### WHAT IS EXPECTED
Pick out every line in the items below that contains the string "this" and copy each one. Case counts.

### RECORDED INFORMATION

___

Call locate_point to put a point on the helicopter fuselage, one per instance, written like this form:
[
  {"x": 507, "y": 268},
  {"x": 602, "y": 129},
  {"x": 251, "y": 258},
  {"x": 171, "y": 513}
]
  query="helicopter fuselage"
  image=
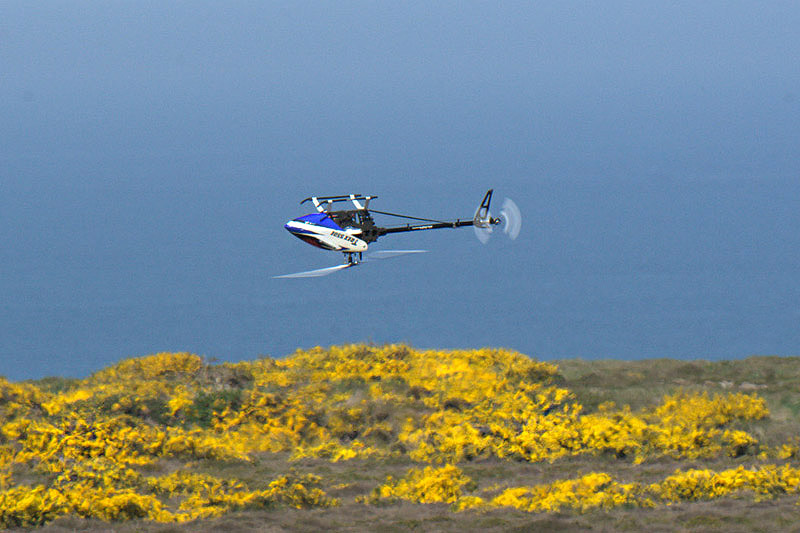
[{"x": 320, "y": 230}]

___

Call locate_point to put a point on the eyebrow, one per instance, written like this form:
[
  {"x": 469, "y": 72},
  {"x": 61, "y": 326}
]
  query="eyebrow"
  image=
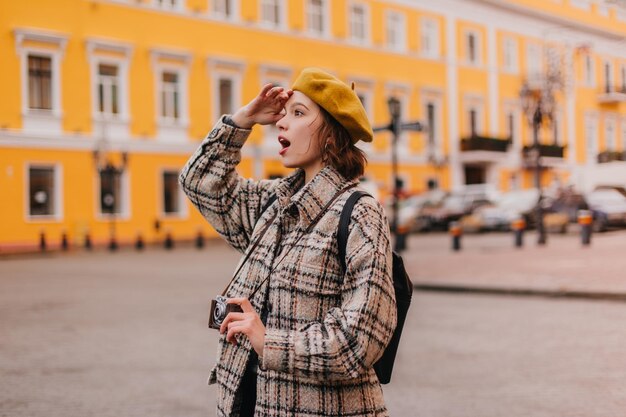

___

### THE RESPONSE
Call locate_point to put a point on the helicopter fuselage, one per instance, written like this form:
Call locate_point to put a point on the eyebrow, one per instance, written like this form:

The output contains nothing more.